*Exercise*
For this exercise, return the line containing "the car hood" and every line after it through the end of the records below, without alteration.

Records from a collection
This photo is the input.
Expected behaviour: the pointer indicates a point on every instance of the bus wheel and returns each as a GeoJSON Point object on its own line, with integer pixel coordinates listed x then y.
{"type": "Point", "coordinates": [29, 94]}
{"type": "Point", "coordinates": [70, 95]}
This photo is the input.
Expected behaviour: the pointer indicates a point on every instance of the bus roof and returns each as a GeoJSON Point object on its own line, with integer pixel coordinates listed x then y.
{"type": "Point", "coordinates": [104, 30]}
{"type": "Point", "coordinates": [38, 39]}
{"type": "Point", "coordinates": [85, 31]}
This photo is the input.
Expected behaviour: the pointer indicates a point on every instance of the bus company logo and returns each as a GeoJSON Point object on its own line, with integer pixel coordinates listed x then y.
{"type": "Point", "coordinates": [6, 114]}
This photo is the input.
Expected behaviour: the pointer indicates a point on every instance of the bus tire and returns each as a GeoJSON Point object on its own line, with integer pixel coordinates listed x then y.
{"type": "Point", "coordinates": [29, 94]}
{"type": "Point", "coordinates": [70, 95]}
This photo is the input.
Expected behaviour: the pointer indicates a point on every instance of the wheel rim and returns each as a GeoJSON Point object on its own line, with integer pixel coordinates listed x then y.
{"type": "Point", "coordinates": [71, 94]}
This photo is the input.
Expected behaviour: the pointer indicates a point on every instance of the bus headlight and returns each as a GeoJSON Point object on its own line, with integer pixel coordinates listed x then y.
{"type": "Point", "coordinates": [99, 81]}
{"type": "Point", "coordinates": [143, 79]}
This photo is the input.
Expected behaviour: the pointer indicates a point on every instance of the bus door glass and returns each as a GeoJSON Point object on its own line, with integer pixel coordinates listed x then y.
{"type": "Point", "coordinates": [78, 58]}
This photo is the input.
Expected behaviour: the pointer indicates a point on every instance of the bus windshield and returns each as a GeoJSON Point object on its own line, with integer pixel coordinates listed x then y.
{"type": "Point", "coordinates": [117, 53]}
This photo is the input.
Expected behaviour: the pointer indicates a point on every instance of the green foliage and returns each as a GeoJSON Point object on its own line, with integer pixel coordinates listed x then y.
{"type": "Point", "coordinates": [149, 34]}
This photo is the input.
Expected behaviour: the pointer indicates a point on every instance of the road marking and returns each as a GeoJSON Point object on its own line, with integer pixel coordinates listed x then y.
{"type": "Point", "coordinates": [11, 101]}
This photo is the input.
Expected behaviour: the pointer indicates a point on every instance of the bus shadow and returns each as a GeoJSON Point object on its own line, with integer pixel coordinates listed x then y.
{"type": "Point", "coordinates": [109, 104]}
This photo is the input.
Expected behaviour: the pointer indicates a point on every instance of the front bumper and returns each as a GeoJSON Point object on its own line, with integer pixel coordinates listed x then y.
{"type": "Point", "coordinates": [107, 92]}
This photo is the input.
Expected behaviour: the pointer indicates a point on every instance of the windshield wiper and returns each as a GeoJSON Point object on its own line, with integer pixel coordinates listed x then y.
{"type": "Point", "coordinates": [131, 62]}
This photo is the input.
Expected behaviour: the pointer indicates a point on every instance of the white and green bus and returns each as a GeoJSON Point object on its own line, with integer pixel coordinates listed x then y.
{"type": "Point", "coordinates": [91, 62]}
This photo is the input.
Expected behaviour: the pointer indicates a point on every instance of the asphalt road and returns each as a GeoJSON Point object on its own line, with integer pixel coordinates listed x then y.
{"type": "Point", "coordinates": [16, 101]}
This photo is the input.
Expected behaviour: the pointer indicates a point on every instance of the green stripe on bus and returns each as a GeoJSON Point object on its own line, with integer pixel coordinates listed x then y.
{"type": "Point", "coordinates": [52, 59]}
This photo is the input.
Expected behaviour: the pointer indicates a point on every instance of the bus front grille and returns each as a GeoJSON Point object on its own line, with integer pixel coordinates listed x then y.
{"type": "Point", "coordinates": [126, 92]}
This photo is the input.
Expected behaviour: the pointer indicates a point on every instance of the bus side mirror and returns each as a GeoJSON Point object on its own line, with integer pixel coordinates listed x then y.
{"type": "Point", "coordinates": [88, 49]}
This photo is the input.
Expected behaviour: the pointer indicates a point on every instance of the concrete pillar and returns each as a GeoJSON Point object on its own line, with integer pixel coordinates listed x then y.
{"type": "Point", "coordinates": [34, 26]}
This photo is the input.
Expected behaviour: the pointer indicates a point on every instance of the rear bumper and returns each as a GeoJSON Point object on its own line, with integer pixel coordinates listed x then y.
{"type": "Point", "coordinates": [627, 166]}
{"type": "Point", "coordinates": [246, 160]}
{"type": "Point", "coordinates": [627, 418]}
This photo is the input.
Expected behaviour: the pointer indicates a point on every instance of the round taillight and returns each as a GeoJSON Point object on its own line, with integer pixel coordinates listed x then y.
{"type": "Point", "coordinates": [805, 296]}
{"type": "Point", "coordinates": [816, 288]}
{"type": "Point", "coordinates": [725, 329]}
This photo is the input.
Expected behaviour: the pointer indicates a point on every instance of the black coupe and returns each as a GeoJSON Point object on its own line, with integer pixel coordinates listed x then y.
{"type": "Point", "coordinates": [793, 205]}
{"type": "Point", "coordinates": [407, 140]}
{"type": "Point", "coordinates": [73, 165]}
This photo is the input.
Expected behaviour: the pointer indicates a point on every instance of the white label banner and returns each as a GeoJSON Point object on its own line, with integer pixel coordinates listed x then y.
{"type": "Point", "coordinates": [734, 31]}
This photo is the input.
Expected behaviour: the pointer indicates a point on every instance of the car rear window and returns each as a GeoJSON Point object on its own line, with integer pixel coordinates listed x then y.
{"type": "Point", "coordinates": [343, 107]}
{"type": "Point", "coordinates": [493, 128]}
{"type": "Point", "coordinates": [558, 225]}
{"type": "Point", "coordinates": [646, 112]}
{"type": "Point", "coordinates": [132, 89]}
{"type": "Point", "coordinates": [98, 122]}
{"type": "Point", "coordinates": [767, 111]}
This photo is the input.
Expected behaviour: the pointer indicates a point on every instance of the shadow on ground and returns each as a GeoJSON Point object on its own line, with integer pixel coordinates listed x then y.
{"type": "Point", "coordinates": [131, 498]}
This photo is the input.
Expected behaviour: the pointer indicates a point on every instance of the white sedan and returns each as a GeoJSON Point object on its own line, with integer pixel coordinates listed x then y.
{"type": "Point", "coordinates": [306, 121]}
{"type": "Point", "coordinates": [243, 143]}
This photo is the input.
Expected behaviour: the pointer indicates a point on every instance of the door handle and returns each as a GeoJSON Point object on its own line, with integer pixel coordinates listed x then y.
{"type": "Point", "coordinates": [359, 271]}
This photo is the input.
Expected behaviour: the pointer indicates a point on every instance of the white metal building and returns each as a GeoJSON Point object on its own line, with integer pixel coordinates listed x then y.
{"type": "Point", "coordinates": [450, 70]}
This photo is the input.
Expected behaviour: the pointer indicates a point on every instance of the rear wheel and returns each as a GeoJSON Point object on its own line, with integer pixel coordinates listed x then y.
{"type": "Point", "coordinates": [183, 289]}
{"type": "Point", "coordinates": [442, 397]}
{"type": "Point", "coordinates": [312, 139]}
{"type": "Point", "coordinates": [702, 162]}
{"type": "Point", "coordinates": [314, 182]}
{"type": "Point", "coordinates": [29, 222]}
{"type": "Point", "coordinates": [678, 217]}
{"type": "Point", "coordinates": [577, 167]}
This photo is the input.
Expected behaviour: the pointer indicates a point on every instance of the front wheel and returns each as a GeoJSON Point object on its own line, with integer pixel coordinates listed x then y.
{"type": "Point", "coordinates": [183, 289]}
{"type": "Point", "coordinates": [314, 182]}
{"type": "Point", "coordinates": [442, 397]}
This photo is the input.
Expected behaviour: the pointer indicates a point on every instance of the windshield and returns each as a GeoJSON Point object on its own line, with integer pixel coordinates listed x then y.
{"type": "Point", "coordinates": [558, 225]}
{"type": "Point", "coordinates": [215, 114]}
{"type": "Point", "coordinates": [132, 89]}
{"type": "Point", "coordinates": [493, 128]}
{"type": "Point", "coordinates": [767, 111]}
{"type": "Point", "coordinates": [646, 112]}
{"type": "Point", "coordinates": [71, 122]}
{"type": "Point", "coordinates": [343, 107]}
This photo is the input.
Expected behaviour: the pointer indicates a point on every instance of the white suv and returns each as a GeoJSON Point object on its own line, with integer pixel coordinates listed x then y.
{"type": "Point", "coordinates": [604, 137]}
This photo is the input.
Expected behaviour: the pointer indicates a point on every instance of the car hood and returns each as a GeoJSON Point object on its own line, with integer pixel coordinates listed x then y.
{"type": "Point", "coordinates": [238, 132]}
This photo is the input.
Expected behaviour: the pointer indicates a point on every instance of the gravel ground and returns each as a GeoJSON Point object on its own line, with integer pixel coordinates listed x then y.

*Written answer*
Expected behaviour: the pointer indicates a point on every instance of the car hood and returns each as a GeoJSON Point object on its own line, with integer pixel coordinates listed x then y.
{"type": "Point", "coordinates": [238, 132]}
This photo is the input.
Expected behaviour: the pointer indicates a point on every instance of the gravel ground and returns each as a GeoJSON Point object on its own line, with integer pixel coordinates listed x then y.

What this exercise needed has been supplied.